[What you need to do]
[1] For the text about The Cave below, answer yes or no to each statement and quote the exact words of the text that settle it. (a) The Cave is a hospital located underground. (b) Dr. Amani Ballour works alongside three colleagues. (c) Peter Albrechtsen directed the documentary.
[2] Reproduce the passage of the text about The Cave below, from "National Geographic's 'The" to "doing their jobs.", inclusive.

[Text shown]
BEGIN

National Geographic's 'The Cave' Finds Hope Amid Horror Through Sound
The ongoing war in Syria has destroyed civilian life, cutting off access to food and supplies and turning neighborhoods into bombed-out wastelands. The region of Eastern Ghouta outside the Syrian capital of Damascus has been especially hard hit, with constant indiscriminate bombing making every step outside life-threatening.
Hope and safety are hard to come by, but the best chance of finding both lies underground, in a subterranean hospital nicknamed The Cave. National Geographic's documentary of the same name follows managing physician Dr. Amani Ballour and her two colleagues Samaher and Dr. Alaa as they contend not only with diminishing supplies and a growing number of patients, but with bombings, chemical attacks, and hostility from a patriarchal society that doesn't believe young women capable of doing their jobs.
Their jobs are vital ones, and sound — be it the muffled explosions above ground or the piercing cries of a patient on a gurney in another room — was extremely important in portraying the experience of working and being treated in The Cave as viscerally and accurately as possible. Sound designer Peter Albrechtsen worked closely with director Feras Fayyad (Last Men in Aleppo) to ensure viewers would feel as if they were right alongside Dr. Amani and her team as they worked in unimaginable conditions.

END

[Recorded data]
BEGIN

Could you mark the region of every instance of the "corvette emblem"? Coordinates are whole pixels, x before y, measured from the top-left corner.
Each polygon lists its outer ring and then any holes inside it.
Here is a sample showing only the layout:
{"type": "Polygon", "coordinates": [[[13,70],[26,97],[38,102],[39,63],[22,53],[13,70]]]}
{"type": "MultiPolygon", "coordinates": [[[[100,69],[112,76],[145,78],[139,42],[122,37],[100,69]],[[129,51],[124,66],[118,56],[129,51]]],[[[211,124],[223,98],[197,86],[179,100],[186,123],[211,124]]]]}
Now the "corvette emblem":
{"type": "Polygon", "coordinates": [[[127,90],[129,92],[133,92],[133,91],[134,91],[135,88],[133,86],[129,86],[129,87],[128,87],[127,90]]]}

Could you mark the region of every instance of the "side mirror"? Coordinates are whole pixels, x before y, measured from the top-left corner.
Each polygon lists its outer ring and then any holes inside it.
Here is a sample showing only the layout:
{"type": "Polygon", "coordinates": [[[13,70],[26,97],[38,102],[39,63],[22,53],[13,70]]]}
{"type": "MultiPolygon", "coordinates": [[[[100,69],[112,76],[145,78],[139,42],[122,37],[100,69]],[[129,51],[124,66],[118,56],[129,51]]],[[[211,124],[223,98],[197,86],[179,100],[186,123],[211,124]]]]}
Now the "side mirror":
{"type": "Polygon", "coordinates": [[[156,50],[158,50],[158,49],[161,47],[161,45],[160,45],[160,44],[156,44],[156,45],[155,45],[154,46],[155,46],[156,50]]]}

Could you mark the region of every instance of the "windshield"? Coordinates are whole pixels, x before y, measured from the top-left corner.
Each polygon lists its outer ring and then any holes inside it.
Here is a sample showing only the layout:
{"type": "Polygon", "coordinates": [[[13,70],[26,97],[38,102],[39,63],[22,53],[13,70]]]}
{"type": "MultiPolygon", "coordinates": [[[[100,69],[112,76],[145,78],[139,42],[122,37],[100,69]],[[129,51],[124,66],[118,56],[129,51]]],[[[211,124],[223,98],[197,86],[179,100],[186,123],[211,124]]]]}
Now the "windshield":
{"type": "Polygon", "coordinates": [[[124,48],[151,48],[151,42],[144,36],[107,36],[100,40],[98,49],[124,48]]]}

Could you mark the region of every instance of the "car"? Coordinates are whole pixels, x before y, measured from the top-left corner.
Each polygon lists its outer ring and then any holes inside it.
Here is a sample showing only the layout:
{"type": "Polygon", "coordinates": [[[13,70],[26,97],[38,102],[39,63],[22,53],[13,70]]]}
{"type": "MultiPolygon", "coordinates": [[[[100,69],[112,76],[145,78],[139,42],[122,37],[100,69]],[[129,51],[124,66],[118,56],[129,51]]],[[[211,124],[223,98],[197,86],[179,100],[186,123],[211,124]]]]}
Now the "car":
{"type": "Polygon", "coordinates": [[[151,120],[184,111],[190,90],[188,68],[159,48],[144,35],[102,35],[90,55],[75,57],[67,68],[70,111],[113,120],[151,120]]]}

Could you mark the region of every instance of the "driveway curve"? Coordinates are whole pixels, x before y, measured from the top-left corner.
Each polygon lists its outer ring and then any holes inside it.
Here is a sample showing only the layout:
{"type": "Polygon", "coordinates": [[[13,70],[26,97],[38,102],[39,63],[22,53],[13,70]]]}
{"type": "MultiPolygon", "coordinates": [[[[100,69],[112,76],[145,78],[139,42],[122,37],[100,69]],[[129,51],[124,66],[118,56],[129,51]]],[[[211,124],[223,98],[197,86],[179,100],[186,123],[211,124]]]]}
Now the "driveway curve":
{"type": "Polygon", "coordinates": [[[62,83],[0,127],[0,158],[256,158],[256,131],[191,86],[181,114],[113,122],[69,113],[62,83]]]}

END

[Responses by item number]
[1]
(a) Yes: "in a subterranean hospital nicknamed The Cave"
(b) No: "her two colleagues Samaher and Dr. Alaa"
(c) No: "Sound designer Peter Albrechtsen worked closely with director Feras Fayyad"

[2]
National Geographic's 'The Cave' Finds Hope Amid Horror Through Sound
The ongoing war in Syria has destroyed civilian life, cutting off access to food and supplies and turning neighborhoods into bombed-out wastelands. The region of Eastern Ghouta outside the Syrian capital of Damascus has been especially hard hit, with constant indiscriminate bombing making every step outside life-threatening.
Hope and safety are hard to come by, but the best chance of finding both lies underground, in a subterranean hospital nicknamed The Cave. National Geographic's documentary of the same name follows managing physician Dr. Amani Ballour and her two colleagues Samaher and Dr. Alaa as they contend not only with diminishing supplies and a growing number of patients, but with bombings, chemical attacks, and hostility from a patriarchal society that doesn't believe young women capable of doing their jobs.